| Work instruction |
Taking the line that contains "detect_objects — Locates the specified person" as the starting point, give again exactly every line up to and including the last line of the records below.

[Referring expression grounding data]
= = = =
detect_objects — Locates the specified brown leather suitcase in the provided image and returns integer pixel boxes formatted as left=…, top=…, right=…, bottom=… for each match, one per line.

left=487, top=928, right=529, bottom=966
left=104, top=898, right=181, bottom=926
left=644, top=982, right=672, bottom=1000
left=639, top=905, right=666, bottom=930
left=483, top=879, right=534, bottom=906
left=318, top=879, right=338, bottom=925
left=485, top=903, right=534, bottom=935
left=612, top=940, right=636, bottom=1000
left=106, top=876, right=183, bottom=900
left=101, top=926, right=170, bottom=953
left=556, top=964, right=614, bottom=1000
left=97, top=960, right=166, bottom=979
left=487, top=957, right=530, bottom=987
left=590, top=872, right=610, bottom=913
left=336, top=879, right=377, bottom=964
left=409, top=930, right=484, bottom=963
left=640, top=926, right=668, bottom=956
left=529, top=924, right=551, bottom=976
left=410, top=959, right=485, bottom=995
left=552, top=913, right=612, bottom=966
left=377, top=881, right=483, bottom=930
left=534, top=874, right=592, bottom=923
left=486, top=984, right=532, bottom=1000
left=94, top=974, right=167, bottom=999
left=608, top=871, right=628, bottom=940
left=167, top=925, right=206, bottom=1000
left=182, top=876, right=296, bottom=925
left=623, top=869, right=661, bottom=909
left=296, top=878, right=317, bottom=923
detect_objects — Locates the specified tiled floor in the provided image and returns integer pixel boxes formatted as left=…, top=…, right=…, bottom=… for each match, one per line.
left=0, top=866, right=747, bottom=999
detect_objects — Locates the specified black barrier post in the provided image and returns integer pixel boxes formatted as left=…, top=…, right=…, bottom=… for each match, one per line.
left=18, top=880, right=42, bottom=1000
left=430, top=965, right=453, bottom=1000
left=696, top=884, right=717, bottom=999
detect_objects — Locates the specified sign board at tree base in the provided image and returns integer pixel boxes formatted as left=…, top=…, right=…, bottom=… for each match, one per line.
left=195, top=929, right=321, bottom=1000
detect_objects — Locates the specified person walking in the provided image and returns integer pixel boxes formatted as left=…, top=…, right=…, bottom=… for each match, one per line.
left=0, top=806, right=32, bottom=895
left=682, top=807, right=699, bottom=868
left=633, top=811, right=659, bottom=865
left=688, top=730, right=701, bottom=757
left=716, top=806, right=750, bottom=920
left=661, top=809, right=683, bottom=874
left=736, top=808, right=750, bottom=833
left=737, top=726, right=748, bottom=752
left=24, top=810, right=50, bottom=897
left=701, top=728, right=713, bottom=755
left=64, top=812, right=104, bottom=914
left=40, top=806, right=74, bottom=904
= = = =
| Response to the exercise |
detect_objects — Locates the specified person walking in the provided image and returns integer pixel boxes formatted as left=…, top=…, right=…, bottom=… for each match, one per line.
left=0, top=806, right=32, bottom=895
left=682, top=807, right=699, bottom=868
left=633, top=811, right=659, bottom=865
left=688, top=730, right=701, bottom=757
left=716, top=806, right=750, bottom=920
left=661, top=809, right=683, bottom=874
left=736, top=808, right=750, bottom=833
left=737, top=726, right=748, bottom=752
left=24, top=810, right=50, bottom=897
left=701, top=728, right=713, bottom=755
left=64, top=812, right=104, bottom=914
left=40, top=806, right=74, bottom=904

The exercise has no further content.